* BEGIN SOURCE DATA *
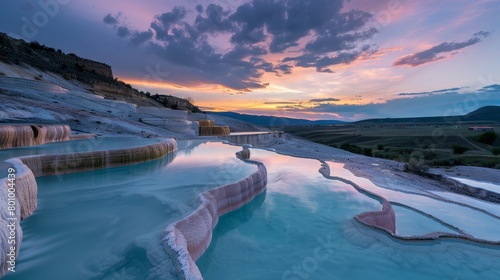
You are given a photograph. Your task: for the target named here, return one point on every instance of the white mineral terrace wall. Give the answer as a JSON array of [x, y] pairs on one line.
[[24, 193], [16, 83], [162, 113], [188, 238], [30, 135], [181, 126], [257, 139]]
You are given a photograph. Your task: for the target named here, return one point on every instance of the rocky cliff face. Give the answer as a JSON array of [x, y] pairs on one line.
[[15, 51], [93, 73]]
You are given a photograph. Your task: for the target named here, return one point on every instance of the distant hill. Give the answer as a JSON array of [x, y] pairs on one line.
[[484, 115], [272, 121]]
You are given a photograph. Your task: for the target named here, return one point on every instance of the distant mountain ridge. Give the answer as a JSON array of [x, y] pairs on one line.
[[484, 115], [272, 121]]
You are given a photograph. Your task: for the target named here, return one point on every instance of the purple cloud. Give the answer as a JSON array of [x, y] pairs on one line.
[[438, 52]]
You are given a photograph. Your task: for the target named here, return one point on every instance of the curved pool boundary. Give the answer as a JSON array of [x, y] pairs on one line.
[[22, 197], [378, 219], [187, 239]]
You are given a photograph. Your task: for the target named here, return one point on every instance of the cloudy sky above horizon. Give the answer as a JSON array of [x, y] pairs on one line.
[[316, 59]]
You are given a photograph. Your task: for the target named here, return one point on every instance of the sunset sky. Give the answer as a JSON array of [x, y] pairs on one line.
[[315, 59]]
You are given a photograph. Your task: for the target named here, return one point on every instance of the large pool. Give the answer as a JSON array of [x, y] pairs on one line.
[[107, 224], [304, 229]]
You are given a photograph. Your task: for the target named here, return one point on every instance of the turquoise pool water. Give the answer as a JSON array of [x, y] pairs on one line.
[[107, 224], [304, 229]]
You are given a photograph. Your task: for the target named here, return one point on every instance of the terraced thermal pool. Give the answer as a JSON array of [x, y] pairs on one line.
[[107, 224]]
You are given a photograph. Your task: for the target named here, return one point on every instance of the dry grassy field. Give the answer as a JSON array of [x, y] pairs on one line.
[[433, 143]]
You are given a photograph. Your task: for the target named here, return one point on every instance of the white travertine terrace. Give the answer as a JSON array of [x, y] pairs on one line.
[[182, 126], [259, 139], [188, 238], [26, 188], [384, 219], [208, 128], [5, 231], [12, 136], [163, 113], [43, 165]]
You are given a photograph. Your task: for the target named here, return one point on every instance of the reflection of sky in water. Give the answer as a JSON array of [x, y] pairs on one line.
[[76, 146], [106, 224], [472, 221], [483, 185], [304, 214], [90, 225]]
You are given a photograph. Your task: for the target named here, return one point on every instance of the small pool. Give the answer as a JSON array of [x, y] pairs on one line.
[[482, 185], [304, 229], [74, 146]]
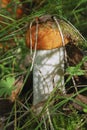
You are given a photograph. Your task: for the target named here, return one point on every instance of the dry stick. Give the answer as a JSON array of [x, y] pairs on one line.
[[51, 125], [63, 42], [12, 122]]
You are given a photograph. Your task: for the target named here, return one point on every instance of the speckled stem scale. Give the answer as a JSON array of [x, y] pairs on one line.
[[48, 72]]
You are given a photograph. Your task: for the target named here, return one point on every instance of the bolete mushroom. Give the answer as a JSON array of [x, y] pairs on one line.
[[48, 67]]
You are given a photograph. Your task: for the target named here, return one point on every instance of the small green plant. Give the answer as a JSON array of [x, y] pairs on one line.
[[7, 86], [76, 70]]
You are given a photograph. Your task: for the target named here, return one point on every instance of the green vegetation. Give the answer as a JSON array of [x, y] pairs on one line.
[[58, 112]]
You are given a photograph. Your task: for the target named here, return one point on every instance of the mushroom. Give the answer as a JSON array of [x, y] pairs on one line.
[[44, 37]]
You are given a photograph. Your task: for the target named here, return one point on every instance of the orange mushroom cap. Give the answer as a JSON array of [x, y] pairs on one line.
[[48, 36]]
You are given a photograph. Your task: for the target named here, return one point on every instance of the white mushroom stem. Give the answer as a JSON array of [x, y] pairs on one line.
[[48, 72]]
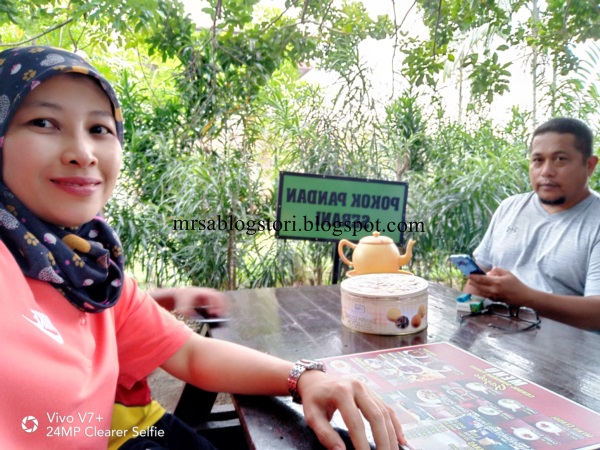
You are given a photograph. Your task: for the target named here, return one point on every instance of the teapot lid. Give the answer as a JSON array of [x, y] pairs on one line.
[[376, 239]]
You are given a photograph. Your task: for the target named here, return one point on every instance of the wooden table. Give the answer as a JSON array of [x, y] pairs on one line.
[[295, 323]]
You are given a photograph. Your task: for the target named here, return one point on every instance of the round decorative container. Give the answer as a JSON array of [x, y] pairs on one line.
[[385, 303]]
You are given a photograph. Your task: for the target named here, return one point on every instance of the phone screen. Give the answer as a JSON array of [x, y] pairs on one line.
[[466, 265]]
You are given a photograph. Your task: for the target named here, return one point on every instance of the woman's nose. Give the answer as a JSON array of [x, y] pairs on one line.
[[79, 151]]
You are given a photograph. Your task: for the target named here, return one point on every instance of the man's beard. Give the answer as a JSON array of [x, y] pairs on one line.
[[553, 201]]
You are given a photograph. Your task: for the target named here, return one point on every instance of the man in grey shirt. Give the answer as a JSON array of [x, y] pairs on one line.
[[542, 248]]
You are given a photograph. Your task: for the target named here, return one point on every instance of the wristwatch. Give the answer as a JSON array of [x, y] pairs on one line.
* END SOURCE DATA *
EXERCISE REQUIREMENTS: Return all of the records above word for word, leaving the pictures out.

TASK RESPONSE:
You are given a photograph. Your task: for the target named here, return one point on every instance of the white mineral terrace wall. Give the answer as a JSON array of [x, y] pairs on one line.
[[24, 193], [16, 83], [162, 113], [188, 238], [30, 135], [181, 126], [257, 139]]
You are given a photograph. Your task: for the target named here, return one point on every instance of the rocky cliff face. Give the answer as a JSON array of [x, y] pairs on one line.
[[15, 51], [93, 73]]
You are given a photograph. Your task: for the target named here, return one point on every instance of the distant hill. Give the answer as a JSON array of [x, y] pairs on one line.
[[484, 115], [272, 121]]
You are given a photograph. Your task: for the target named here, return one point on every instance of the distant mountain ridge. Give the answer as a JSON array of [x, y] pairs on one line.
[[484, 115], [272, 121]]
You are given a photograph. Your task: for the target named here, return one point on every instance of the purple cloud. Give the answer as a JSON array of [x, y] pairs on one line.
[[438, 52]]
You are given a photograph. Your task: for the target named here, return one point on every instance of the curved pool boundary. Give the answer as a JSON array of [x, y] pairs on one line.
[[22, 197], [378, 219], [187, 239]]
You are given a photograph. Your task: for the target named here, return one point on every instance of the cloudy sky above horizon. Give the answer as a JSON array of [x, y] pairs on one line.
[[316, 59]]
You are given a photograph. Your task: for the target named here, return one point on every instance of the sunset sky. Give the answer as a JSON array of [x, y] pairs on one line.
[[315, 59]]
You are given a photograph. Your task: for the target named here, return one point on every instance of the large pool. Give the answer as a JSON array of [x, y] pairs on one line.
[[107, 224], [304, 229]]
You are given a photograph. Your task: for the target named here, return one point on every instance of the turquoise pool water. Give the answer as a JSON array of [x, y] pairs on one line.
[[107, 224], [304, 229]]
You are given a photograph. Your task: for the target named here, return one point on every instance of the terraced thermal pool. Give the answer as a JSON array of [x, y] pairs on one line.
[[107, 224]]
You are given a photograph. Your task: for the target named here, return one point on every instance of the dry grassy field. Give the answer as a JSON array of [x, y] pairs on one line.
[[433, 143]]
You are given a photograph. Your task: for the target named here, return one point on every instance of the white travertine terrace. Give the answer as a JSON array of [x, y] pairs on one line.
[[182, 126], [259, 139], [188, 238], [26, 188], [384, 219], [208, 128], [5, 231], [12, 136], [163, 113], [43, 165]]
You are given a photograph. Your task: for the target named here, return one point on every instance of the reflection of sky in water. Give the answer as a JSON array of [x, y] pairs on one line.
[[76, 146], [106, 224], [472, 221], [483, 185], [304, 214], [90, 225]]
You are given a photograph. Your task: for the target named here, return one point on every instance of the small pool. Give the answer as a JSON array of [x, y] pairs on one line.
[[482, 185], [304, 229], [74, 146]]
You are given a photograph. Your task: for the target named here, return one point on every instance of the dry stick. Give the answer as a JSON array of [x, y] pairs on one line.
[[51, 125], [63, 42], [12, 122]]
You are given a photograph. Your task: for the target named here, return one point on every instance of the speckled stem scale. Give the answer as a JSON array of [x, y] pairs on one line.
[[48, 72]]
You are given a photograph. Your task: for the target named here, return one point on every instance of the bolete mushroom. Give the answer as a JSON array of [x, y] pairs on one line.
[[48, 67]]
You are given a photograph. Your task: for the target named here, return one point on every instance of the small green plant. Give the answer as a JSON array of [x, y] pairs on one line.
[[7, 86], [76, 70]]
You are given a photograph. Your task: for the target named here, return one point on every instance of the green vegetation. Give the answer as a JSON array of [x, y] pairs on one line.
[[58, 112]]
You are given a photograph. Your task: for the target named here, return one point on every instance of the mushroom. Give the answer as a JSON array of [x, y] pairs on one line.
[[44, 37]]
You are given a photograph. Your task: for the target named here, return one point on every instance of the orange mushroom cap. Give the answer as a JSON array of [x, y] pairs on one line.
[[48, 36]]
You are given a photograph. Your task: for the target named here, return one point on every instance of the white mushroom stem. Give the answer as a JSON array of [x, y] pairs on one line.
[[48, 72]]
You are given a photograph. Your task: for the target named here, return one point on every instance of the teapot lid. Give the answer as a JSON array of [x, y] pairs on one line.
[[376, 239]]
You are given a photograph. Your task: for the target named here, return one point on every instance of the wooden table. Give the answer as a JSON array of [x, y] pairs on one line.
[[295, 323]]
You are given a photograph. Your task: for the target named here, return one point on every instance of the round decorative container. Give the answer as a JSON array of [x, y] pairs on one line.
[[385, 303]]
You are given a photograph. Your task: for the target named here, return one point on every instance of the phone screen. Give the answer as a JSON array of [x, y] pairs on one line.
[[466, 265]]
You are given a photograph. Your task: for the target named here, return one point on every instance of the woman's nose. Give the answer as a JSON array of [x, y] pairs on one line.
[[79, 151]]
You are given a photograph. Your task: for the target named here, return one point on every instance of the man's beard. Give the answer as a JSON array of [x, y] pairs on one line.
[[553, 201]]
You are given a photograph. Your task: for the target named here, return one point on every instance of the man in grey shirt. Give the answer as a JSON array of [x, y] pairs on one line.
[[542, 248]]
You are given a photograph. Your task: for the target named here, return one point on every instance of the wristwatch. Give the answer as a JSON array of [x, y] pairs on one line.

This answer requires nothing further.